Como é feito o diagnóstico de TDAH?
Primeiramente, são feitos os seguintes procedimentos: anamnese detalhada da história de vida da criança e de seu ambiente familiar e social; observação clínica durante a consulta e exame neurológico. A seguir, pode-se utilizar critérios provenientes de sistemas classificatórios como o DSM-IV ou algum dos vários questionários inspirados nele. Finalmente, é solicitada uma avaliação neuropsicológica.
Nenhum desses métodos garante um diagnóstico definitivo porque o comportamento pode ter como bases quadro de ansiedade, transtornos de humor ou de personalidade, desajuste na dinâmica afetivo-emocional familiar ou inadequação da linha pedagógica da escola.
Quando o paciente tem menos de sete anos de idade, não se deve ter pressa para definir um diagnóstico. Nesse caso, o acompanhamento da criança em médio ou longo prazos ajudará a confirmar ou afastar nossa suspeita.

Um quadro de ansiedade pode ser tão intenso a ponto de ser confundido com TDAH?

Sim. Quanto mais inconsciente for a causa do sofrimento psíquico, mais ela irá se manifestar através de comportamentos fora do controle do paciente. Para quem acompanha de longe, tais comportamentos parecem tão desproporcionais ao fator desencadeante que, por isso, são classificados como impulsividade ou hiperatividade. Isso pode acontecer não apenas com transtornos ansiosos, mas também com os depressivos, neuróticos e outros.
Qualquer que seja a causa de seus comportamentos, quando uma pessoa não consegue controlar seus impulsos ou hierarquizar os estímulos que a rodeiam e, assim, não se mostra capaz de escolher seu foco de atenção, essa dificuldade pode tão intensa que se encaixe no diagnóstico de TDAH.

Uma criança normal pode aprender a funcionar como TDAH?

Sim, até certo ponto. Vamos raciocinar juntos:
Graças à plasticidade cerebral, qualquer atividade que uma pessoa desenvolve gera circuitos cerebrais estáveis – a isso se dá o nome de aprendizado. A plasticidade cerebral da criança é muito intensa. Através de hábitos de vida a criança vai construindo seu cérebro.

Por outro lado, no mundo atual, há excesso de informações e de estímulos. Exemplo da consequência disso é que, há alguns anos, no Japão, milhares de pessoas tiveram que ir ao pronto socorro devido à excessiva foto-estimulação a um desenho animado veiculado na televisão, sendo que centenas delas tiveram convulsões. Por isso, um trecho do desenho animado precisou ser cortado para que o filme fosse novamente liberado.

Nos jogos a maioria das imagens é apresentada de forma quase frenética. Assim, o cérebro da criança aprende a processar esse excesso de estímulos e os circuitos dessa maneira gerados determinam um estilo de comportamento que passa a ser parte integrante da sua estrutura cerebral. Trata-se de uma bola de neve.

Outro fato: muito do que o padrão de exigência atual valoriza está além da possibilidade humana normal de assimilação ou, pelo menos, além da capacidade de assimilação de determinada criança. Por exemplo, uma que tenha um temperamento mais contemplativo pode sentir-se na obrigação de ser como as outras e ultrapassar seus limites. Às vezes, a própria família exige isso dela.

- - - - - - -

— Tarefa A —
No texto sobre o TDAH, o que se recomenda quando o paciente tem menos de sete anos de idade?
— Tarefa B —
Dê continuidade ao texto sobre o TDAH, começando logo após a última frase apresentada.

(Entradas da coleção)
- - - - - - -

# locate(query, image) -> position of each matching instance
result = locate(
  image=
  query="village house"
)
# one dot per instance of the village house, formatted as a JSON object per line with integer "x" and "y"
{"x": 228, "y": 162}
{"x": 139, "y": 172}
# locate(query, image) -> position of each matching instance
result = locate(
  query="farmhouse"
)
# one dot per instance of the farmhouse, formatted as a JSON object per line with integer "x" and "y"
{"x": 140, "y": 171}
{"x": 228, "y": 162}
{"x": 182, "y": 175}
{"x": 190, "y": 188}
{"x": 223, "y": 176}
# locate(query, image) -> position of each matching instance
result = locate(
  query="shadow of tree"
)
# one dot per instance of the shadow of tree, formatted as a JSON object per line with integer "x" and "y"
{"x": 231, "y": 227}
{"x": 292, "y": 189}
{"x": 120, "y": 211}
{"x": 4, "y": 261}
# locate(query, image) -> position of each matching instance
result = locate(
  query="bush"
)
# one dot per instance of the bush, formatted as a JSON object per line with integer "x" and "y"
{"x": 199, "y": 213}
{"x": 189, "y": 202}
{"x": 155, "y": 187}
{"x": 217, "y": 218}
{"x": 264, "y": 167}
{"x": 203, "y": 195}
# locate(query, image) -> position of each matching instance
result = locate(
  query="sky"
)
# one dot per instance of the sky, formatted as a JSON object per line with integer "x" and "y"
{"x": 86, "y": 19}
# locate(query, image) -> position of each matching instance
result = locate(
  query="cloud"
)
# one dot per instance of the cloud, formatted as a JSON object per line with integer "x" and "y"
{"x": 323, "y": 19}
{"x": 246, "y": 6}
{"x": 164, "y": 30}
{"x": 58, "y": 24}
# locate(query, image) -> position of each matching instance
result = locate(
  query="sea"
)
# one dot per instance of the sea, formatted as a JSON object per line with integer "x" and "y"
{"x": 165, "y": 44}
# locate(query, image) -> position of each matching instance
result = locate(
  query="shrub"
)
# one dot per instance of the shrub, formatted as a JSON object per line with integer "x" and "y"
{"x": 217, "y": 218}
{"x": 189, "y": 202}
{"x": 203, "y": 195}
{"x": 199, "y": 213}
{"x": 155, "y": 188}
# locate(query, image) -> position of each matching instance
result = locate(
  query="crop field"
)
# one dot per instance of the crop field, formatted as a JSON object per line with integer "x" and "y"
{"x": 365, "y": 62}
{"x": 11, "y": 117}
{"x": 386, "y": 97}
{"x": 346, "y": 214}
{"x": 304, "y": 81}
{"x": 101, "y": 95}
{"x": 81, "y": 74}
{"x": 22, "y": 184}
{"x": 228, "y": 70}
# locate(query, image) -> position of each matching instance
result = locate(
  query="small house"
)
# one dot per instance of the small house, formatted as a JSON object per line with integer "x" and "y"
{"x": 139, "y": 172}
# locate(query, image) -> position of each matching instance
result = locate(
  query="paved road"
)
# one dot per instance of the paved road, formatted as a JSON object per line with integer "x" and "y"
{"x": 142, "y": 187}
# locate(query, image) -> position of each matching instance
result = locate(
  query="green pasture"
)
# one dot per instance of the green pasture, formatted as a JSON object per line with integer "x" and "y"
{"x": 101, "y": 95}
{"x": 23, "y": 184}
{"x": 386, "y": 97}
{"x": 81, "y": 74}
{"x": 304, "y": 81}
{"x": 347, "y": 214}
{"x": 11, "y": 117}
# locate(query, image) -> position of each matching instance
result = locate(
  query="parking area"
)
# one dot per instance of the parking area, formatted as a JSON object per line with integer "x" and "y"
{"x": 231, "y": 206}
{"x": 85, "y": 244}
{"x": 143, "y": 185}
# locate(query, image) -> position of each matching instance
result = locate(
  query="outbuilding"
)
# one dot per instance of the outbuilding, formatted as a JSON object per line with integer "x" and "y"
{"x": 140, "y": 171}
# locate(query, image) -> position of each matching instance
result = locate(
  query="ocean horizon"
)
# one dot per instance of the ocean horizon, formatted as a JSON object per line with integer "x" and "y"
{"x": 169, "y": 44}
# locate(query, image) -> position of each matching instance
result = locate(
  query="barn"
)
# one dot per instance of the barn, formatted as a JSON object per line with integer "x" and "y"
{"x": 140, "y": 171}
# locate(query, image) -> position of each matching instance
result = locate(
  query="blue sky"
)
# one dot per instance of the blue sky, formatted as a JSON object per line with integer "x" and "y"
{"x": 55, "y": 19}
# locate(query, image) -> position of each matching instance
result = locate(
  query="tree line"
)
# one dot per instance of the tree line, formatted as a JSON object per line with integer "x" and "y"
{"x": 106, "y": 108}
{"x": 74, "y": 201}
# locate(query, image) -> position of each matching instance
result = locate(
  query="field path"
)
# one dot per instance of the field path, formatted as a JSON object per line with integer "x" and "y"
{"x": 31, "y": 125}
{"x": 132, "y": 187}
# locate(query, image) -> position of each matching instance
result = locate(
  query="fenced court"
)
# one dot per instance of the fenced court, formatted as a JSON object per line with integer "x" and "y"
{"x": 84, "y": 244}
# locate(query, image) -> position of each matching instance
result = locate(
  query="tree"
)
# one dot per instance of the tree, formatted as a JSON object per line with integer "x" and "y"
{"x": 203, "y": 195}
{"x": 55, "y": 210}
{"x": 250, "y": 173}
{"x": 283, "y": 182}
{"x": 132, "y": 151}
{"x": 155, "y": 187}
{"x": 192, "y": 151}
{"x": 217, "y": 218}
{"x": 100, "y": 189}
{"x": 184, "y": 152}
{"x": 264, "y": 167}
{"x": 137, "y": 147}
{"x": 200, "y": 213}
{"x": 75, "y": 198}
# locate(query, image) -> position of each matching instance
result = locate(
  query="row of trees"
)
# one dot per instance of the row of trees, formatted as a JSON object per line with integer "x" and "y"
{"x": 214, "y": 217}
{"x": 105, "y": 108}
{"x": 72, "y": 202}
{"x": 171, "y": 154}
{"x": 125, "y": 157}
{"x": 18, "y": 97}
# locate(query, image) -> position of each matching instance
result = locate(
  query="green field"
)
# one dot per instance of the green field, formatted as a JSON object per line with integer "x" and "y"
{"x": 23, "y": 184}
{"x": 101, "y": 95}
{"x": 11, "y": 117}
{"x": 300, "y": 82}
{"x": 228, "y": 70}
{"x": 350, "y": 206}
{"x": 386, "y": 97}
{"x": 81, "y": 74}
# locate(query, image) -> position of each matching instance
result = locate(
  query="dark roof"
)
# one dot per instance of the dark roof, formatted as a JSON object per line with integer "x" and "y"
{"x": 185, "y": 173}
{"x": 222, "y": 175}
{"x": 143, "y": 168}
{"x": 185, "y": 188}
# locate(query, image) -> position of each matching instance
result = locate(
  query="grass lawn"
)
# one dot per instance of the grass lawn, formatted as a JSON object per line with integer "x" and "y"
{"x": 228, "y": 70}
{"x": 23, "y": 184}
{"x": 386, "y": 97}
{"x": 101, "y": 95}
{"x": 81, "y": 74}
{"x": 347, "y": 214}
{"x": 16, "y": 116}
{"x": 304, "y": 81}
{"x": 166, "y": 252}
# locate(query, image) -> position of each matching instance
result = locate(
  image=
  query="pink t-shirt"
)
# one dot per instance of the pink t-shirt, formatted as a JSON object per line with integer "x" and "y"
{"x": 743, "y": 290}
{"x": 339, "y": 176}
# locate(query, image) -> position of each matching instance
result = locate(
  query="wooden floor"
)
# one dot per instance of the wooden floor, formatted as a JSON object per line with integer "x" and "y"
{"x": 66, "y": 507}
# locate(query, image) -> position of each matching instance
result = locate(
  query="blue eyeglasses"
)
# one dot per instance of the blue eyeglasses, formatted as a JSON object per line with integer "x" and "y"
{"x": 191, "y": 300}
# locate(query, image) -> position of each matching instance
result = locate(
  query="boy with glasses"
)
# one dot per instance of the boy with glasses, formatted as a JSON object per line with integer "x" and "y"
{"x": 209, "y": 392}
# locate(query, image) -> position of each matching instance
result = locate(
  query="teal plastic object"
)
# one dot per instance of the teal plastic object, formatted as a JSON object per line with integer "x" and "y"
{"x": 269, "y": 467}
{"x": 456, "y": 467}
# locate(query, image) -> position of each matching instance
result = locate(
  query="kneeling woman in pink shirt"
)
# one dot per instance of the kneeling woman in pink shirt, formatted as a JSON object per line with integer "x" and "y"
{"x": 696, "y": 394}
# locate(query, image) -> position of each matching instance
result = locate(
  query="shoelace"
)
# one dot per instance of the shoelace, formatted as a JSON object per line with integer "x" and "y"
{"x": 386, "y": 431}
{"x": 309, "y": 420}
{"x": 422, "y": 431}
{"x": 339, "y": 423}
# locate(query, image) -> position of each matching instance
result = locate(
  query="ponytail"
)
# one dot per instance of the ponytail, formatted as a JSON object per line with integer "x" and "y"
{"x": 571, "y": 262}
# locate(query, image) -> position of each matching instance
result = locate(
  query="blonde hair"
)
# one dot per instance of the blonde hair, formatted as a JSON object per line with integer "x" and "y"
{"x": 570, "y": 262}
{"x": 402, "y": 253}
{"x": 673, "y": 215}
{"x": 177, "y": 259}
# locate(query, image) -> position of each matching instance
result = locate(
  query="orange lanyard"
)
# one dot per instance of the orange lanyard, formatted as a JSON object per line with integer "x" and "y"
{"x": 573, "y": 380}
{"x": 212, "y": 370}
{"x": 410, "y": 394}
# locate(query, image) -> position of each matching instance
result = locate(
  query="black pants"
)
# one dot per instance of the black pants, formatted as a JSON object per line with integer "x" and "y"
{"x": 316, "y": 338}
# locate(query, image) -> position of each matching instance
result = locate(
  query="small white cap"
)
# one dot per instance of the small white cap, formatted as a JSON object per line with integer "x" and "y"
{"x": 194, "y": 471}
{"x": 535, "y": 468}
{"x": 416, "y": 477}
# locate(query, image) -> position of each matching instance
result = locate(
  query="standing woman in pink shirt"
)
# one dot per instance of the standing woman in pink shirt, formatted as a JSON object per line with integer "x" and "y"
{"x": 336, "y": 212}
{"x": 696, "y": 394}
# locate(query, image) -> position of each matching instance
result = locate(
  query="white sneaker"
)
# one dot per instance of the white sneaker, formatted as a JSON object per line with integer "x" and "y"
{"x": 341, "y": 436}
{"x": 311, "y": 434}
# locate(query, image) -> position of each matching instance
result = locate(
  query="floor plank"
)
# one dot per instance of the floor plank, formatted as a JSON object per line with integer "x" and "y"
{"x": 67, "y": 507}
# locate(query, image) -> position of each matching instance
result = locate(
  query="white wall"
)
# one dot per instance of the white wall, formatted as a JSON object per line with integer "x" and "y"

- - - - - - -

— Resposta A —
Não se deve ter pressa para definir um diagnóstico; o acompanhamento da criança em médio ou longo prazos ajuda a confirmar ou afastar a suspeita.

— Resposta B —
Nesses casos, é preciso mudar a meta. Existem diversas opções profissionais que precisam de maior introspecção e lentidão. É importante respeitar as diferenças e evitar encaixar a criança em padrões, exigindo o que é esperado pela sociedade ou o que o mercado de trabalho indica como mais rentável.

Alguém pode ter um quadro comportamental semelhante ao TDAH porque está desmotivado de uma maneira muito significativa?

Pode sim, principalmente quando há desatenção sem hiperatividade. Exemplo disso ocorre quando uma pessoa escolheu atuar em uma área profissional por influência de outras pessoas ou por uma necessidade circunstancial quando, na verdade, seus dons e suas necessidades são diferentes. Nesse caso, talvez o paciente desenvolva uma dificuldade atencional que, em outras circunstâncias, seria facilmente administrada e não seria intensa a ponto de ser enquadrada no diagnóstico de TDAH.

Quer dizer que existe TDAH sem hiperatividade, só com desatenção?

Sim. Se você acessar o texto Critérios diagnósticos do TDAH você verá que o DSM-IV inclui esse sub-tipo de transtorno, predominantemente desatentivo. O nome oficial do transtorno ainda é TDAH, mas muitas vezes chamamos esse quadro de DDA (desordem de déficit de atenção) ou de TDA (transtorno de déficit de atenção). As crianças com DDA apresentam quadro atencional muito parecido com o DPA (desordem de processamento auditivo), que em ambientes ruidosos mostram-se incapazes de focar a atenção e se dispersam. Além de um diagnóstico diferencial que deve ser lembrado, o DPA pode coexistir com TDAH como comorbidade.

Quando todos os pré-requisitos dos sistemas classificatórios para diagnóstico de TDAH são preenchidos significa que a origem do problema é orgânica?

Não necessariamente. Há grande chance de a causa ser orgânica, mas há a possibilidade de ter outro motivo. Pode-se verificar que os circuitos neuronais estão completos, com suas redes sinápticas maduras e motivos afetivos emocionais impedem que eles sejam adequadamente utilizados.
Se nos prendermos apenas aos resultados dos questionários, estaremos abrindo mão de um método diagnóstico fundamental que é a impressão clínica obtida pela anamnese, pela observação no consultório, pelo olhar mais abrangente sobre a família e o meio em que o paciente vive.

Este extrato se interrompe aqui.